Activity
Report back every line from the entries below in which the word "each" occurs.

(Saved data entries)
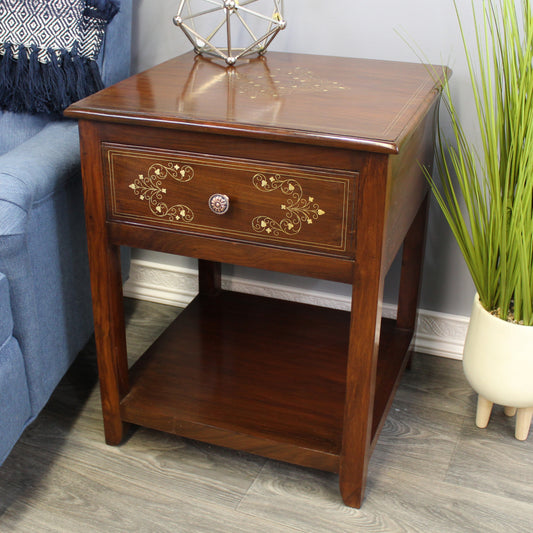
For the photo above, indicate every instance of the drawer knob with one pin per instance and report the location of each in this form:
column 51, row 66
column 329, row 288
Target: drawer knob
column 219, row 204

* * *

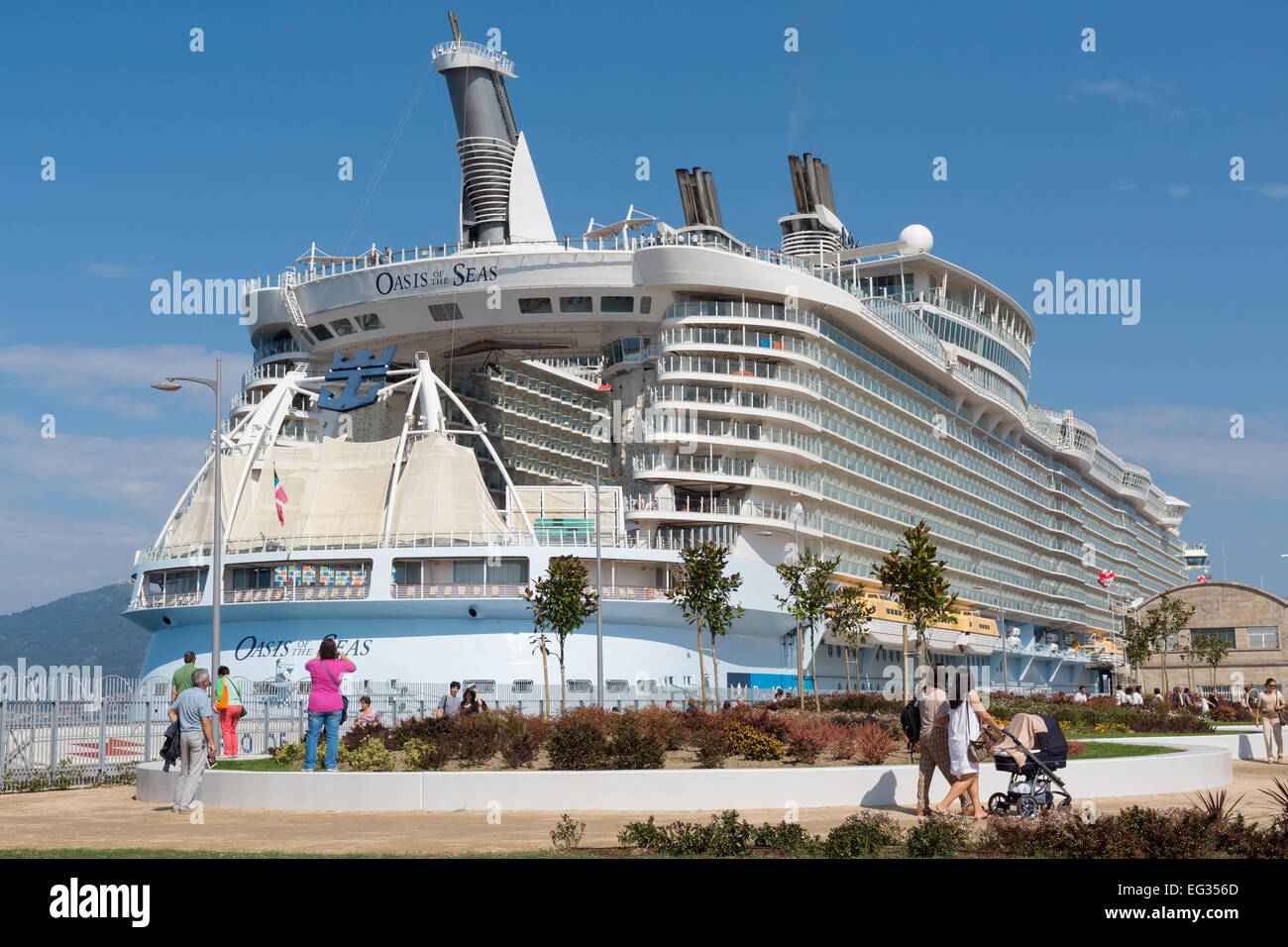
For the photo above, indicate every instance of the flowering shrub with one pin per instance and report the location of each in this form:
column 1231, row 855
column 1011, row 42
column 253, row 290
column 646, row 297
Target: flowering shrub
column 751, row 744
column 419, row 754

Response area
For the photo above, indicate every instance of the drawer knob with one pin per instance and report the location of each in this form:
For the photo above, indicate every instance of the flowering shrub with one pin per instance and report the location of each in this form:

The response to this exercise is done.